● SET TASK
Copy the material word for word, from its first line through the line that contains "column 243, row 149".

● RECORDS SHOWN

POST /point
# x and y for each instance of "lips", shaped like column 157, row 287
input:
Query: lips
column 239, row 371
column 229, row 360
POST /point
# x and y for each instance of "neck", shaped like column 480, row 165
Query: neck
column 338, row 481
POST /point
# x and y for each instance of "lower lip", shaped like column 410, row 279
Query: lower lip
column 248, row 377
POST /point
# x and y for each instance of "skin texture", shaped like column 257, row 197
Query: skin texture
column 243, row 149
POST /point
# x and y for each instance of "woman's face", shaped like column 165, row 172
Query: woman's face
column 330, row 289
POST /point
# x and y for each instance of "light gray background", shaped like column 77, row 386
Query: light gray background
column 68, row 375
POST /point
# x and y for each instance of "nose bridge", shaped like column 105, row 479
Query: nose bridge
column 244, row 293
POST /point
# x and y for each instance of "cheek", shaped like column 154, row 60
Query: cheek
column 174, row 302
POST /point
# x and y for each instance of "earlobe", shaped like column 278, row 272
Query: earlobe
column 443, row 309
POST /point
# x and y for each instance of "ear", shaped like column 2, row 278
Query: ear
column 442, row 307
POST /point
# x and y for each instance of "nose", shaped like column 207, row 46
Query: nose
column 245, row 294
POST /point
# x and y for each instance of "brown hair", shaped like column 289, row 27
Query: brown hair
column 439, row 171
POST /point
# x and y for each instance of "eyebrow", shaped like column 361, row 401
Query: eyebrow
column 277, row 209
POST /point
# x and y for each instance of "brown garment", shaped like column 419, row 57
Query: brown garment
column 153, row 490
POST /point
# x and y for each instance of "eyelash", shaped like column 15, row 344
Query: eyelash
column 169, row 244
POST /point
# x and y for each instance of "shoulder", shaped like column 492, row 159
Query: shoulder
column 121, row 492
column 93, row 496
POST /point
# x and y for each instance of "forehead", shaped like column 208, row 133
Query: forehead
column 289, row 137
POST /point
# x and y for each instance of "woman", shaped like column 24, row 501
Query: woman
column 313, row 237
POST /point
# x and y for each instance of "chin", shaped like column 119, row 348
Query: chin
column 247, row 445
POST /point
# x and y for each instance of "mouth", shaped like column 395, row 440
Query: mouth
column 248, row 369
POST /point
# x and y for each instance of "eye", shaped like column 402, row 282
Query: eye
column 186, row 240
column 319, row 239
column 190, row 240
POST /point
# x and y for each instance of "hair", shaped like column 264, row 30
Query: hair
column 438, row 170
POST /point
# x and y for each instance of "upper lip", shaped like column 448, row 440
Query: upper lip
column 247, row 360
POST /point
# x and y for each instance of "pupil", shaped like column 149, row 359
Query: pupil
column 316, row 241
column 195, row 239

● EXERCISE OUTPUT
POST /point
# x and y for each instance of "lips", shaped like column 157, row 287
input:
Query: lips
column 239, row 371
column 229, row 360
POST /point
# x and y for each instance of "neck", shaped like column 480, row 165
Query: neck
column 338, row 481
POST /point
# x and y for each instance of "lower lip", shaped like column 410, row 279
Query: lower lip
column 248, row 377
POST /point
# x and y for each instance of "skin texture", shaped like column 257, row 197
Query: skin texture
column 243, row 149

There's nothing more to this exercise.